— Aim —
Rewrite the listing below with every "Exercise" switched to "Prompt" and nothing else changed. Leave the pictures out of your copy.

— Excerpted data —
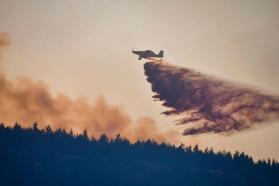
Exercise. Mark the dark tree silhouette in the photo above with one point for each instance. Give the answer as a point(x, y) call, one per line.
point(30, 156)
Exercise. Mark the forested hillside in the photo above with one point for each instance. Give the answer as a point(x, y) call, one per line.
point(30, 156)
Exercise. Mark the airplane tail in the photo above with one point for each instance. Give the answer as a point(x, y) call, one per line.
point(161, 53)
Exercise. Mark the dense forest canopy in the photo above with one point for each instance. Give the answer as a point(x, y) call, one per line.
point(32, 156)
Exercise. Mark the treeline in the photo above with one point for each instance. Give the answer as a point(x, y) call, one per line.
point(32, 156)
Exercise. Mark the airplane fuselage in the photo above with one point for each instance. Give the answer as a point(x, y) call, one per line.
point(148, 54)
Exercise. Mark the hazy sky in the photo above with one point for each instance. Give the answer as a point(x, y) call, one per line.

— Problem solution —
Prompt. Mark the dark tree silhouette in the photo above with one point for each instance. Give the answer as a point(x, y) call, one per line.
point(30, 156)
Prompt. Mark the forested hillside in the photo above with one point for each instance. Give the answer as a point(x, y) call, one per line.
point(30, 156)
Prompt. Mark the airplane tail in the photo above with one point for each instance. Give the answer as a point(x, y) call, one per line.
point(161, 53)
Prompt. Mark the dense forest canopy in the photo above with one point for each instance. Give the answer as a point(x, y) call, one per line.
point(32, 156)
Prompt. Mark the treeline in the photo above with one point for each instance. Give the answer as a point(x, y) call, one per line.
point(32, 156)
Prompt. Mark the airplane fuselage in the photo above with one point for each instance. Give the answer as a point(x, y) call, one per line.
point(148, 54)
Prompt. Mark the hazy sky in the photo above with one point for each instance. Give the answer as a point(x, y) call, one per line.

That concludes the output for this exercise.